## Extract to read
Start

Regardless of lineage, all who gain a testimony of Jesus Christ and accept baptism and the gift of the Holy Ghost from the Lord’s authorized servants are accounted as Abraham’s “seed” as promised in the Abrahamic covenant (see Abraham 2:10; Galatians 3:14; Ephesians 3:6). Therefore, the fulness of the Lord’s blessings will come to all who obey the laws and ordinances of the gospel. . . .

Spencer W Kimball said that “Patriarchal blessings are revelations to the recipients . . . to protect, inspire, motivate toward activity and righteousness.

“An inspired patriarchal blessing could light the way and lead the recipient on a path to fulfillment. It could lead [him or her] to become a new [person] and to have . . . a new heart” (The Teachings of Spencer W. Kimball, ed. Edward L. Kimball [1982], 505).

Conclusion

We may not remember our birth or infancy, or even many things from the past as we progressed towards becoming those who do the guiding and nurturing of infants. Parents may not even have clear memories of the births of their children, feeding and nursing them, or changing their nappies. But those were real parts of our lives – as babies, and in due course as parents. Similarly, we do not remember every detail of our experience, growth and progress along our eternal paths towards becoming like our Heavenly Parents. They want us to grow and become like Them – They want us to want to choose to become like Them and then to pursue that objective in our eternal journeys towards become – may I call it – Divine Adults? We pray ‘Our Father who art in Heaven, hallowed be thy name. Thy kingdom come. Thy will be done in earth, as it is in heaven. Give us this day our daily bread. And forgive us our debts, as we forgive our debtors. And lead us not into temptation, but deliver us from evil: For thine is the kingdom, and the power, and the glory, for ever. Amen.’ As we reflect on the prayer that the Lord taught His disciples to pray in the sermon on the mount that we are studying in Come, Follow Me at present, may we strive to become perfect, merciful and holy as He is? Our patriarchal blessings are part of the personal guidance that each of us can receive on that straight and narrow way towards our divine destiny.

May we ponder seriously on how we can live as the Saviour invited His disciples to live in the Sermon on the Mount. May we press forward faithfully, striving to live up to our privileges, living up to His expectations, living up to our divine potential. I humbly pray that we will invite the Spirit to help us to receive the personal revelation that we need to have in order to prosper in the midst of the challenges of mortality – that we may each blossom as a rose in our individual desert of life. May we be committed to our relationship with Him. May we remember that He delights to bless us. May we live in such a way that He can welcome us with those wonderful words in Matt 25 ‘Well done, thou good and faithful servant: thou has been faithful over a few things, I will make thee ruler over many things: enter thou into the joy of thy Lord’. That we may walk in the Abrahamic covenant and be seen sitting in the bosom of Abraham our father, I pray in the name of Jesus Christ, amen.

End

Stored items from a collection:
Start

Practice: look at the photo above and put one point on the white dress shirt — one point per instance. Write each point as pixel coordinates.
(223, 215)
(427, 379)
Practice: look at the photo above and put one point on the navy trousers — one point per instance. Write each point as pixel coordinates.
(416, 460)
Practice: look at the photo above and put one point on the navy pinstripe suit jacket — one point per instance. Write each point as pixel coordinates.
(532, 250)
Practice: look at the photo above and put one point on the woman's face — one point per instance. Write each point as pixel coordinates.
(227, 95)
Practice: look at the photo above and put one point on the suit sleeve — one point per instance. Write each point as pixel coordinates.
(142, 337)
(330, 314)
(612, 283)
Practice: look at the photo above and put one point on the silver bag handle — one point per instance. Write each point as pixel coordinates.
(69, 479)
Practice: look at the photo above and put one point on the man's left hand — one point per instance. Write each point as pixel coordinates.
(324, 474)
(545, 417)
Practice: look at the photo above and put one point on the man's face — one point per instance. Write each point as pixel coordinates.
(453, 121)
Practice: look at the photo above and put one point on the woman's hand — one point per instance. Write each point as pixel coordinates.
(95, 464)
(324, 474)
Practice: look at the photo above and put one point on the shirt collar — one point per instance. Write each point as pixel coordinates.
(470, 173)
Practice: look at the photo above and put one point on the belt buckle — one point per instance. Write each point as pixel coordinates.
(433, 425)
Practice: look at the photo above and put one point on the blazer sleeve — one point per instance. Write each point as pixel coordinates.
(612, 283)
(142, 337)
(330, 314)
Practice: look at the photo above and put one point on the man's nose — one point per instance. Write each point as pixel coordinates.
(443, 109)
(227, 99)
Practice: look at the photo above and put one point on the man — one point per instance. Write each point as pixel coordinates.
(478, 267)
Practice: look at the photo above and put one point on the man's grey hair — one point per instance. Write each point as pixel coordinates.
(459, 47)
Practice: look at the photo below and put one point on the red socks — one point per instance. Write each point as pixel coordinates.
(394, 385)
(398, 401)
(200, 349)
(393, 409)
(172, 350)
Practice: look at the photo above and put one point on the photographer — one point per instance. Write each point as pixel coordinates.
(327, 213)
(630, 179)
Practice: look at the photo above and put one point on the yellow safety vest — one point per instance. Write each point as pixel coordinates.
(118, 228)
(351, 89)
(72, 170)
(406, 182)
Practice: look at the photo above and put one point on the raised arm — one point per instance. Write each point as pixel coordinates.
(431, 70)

End
Start

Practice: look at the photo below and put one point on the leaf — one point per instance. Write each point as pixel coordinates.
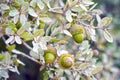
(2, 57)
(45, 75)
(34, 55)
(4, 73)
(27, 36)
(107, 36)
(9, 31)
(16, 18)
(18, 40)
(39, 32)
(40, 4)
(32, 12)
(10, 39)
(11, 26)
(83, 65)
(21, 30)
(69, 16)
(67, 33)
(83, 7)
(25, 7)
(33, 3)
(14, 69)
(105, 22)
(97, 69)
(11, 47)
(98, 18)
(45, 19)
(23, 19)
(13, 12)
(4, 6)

End
Start

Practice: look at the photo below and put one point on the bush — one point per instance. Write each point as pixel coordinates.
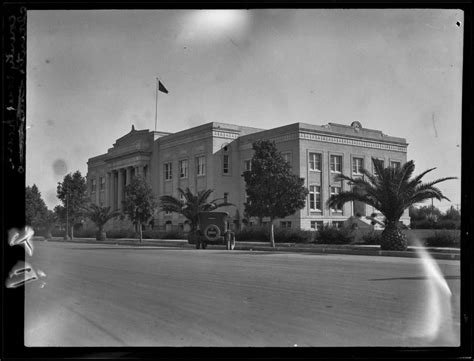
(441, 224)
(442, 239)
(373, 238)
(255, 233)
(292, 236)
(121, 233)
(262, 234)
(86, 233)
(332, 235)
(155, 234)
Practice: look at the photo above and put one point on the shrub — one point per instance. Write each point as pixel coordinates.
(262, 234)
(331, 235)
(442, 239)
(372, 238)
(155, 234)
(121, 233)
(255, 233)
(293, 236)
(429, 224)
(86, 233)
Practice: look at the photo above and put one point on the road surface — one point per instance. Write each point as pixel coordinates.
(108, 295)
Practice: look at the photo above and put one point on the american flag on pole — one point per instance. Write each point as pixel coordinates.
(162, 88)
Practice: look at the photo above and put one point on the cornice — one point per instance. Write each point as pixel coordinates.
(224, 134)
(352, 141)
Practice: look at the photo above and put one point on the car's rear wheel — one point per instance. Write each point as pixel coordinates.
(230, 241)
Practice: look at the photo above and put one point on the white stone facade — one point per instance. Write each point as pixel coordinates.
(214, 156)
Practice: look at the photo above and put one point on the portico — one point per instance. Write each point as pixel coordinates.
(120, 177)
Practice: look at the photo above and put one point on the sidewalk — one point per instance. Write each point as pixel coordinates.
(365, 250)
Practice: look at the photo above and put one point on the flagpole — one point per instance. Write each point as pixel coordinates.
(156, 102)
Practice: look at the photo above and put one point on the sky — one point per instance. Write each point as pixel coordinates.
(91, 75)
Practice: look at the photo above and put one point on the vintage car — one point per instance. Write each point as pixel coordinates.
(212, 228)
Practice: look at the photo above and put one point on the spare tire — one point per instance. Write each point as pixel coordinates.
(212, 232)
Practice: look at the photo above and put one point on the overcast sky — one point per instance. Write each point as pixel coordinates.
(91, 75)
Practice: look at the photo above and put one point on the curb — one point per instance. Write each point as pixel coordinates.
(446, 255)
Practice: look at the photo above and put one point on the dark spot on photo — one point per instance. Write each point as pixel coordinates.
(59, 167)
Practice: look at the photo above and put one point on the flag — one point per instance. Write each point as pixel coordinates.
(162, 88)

End

## Work instructions
a. Reproduce verbatim the part of the passage on patriarchal blessings that opens with the words containing "Spencer W Kimball" and closes with "Kimball [1982], 505).".
b. Return every line of the entries that contains the string "sleeve". Case counts.

## The answers
a.
Spencer W Kimball said that “Patriarchal blessings are revelations to the recipients . . . to protect, inspire, motivate toward activity and righteousness.

“An inspired patriarchal blessing could light the way and lead the recipient on a path to fulfillment. It could lead [him or her] to become a new [person] and to have . . . a new heart” (The Teachings of Spencer W. Kimball, ed. Edward L. Kimball [1982], 505).

b.
Practice: look at the photo above and put one point on the suit sleeve — one point per instance. Write each point as pixel coordinates.
Practice: look at the photo above and put one point on the blazer sleeve — one point per instance. Write each point as pixel coordinates.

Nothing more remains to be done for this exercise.